Supplied records |

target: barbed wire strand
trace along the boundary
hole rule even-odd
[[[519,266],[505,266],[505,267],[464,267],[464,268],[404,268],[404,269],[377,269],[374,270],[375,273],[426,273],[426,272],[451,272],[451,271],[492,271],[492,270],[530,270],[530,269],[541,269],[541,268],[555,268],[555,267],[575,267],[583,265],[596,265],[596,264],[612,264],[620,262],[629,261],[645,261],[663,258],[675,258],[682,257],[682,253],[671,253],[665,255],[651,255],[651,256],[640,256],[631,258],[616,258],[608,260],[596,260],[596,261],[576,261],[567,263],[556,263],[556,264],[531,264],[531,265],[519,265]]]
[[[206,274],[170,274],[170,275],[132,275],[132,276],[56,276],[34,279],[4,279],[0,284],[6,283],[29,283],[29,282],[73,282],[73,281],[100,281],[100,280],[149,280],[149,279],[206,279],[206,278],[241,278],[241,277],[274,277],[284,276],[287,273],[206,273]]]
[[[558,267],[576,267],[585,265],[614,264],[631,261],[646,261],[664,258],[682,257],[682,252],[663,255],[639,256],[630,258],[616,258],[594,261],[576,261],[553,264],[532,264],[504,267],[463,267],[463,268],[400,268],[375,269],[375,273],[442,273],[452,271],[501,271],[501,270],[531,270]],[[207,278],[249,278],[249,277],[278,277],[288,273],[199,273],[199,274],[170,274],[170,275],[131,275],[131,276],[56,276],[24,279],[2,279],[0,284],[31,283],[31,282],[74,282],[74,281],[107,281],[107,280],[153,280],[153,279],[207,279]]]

Assignment | Output exactly the lines from the one with "trace along the boundary" through the final line of the listing above.

Problem solution |
trace along the boundary
hole rule even-odd
[[[519,266],[505,266],[505,267],[464,267],[464,268],[404,268],[404,269],[377,269],[374,270],[375,273],[426,273],[426,272],[451,272],[451,271],[492,271],[492,270],[530,270],[530,269],[541,269],[541,268],[555,268],[555,267],[575,267],[583,265],[596,265],[596,264],[612,264],[620,262],[629,261],[645,261],[663,258],[675,258],[682,257],[682,253],[671,253],[665,255],[651,255],[651,256],[640,256],[631,258],[616,258],[608,260],[596,260],[596,261],[576,261],[567,263],[556,263],[556,264],[531,264],[531,265],[519,265]]]
[[[206,274],[170,274],[170,275],[132,275],[132,276],[56,276],[34,279],[4,279],[0,284],[6,283],[29,283],[29,282],[73,282],[73,281],[100,281],[100,280],[149,280],[149,279],[206,279],[206,278],[241,278],[241,277],[274,277],[284,276],[287,273],[206,273]]]
[[[558,267],[576,267],[585,265],[614,264],[631,261],[646,261],[664,258],[682,257],[682,252],[663,255],[639,256],[630,258],[616,258],[594,261],[576,261],[553,264],[532,264],[504,267],[463,267],[463,268],[400,268],[375,269],[375,273],[442,273],[452,271],[501,271],[501,270],[531,270]],[[207,278],[249,278],[249,277],[278,277],[288,273],[199,273],[199,274],[170,274],[170,275],[131,275],[131,276],[56,276],[24,279],[2,279],[0,284],[31,283],[31,282],[74,282],[74,281],[107,281],[107,280],[153,280],[153,279],[207,279]]]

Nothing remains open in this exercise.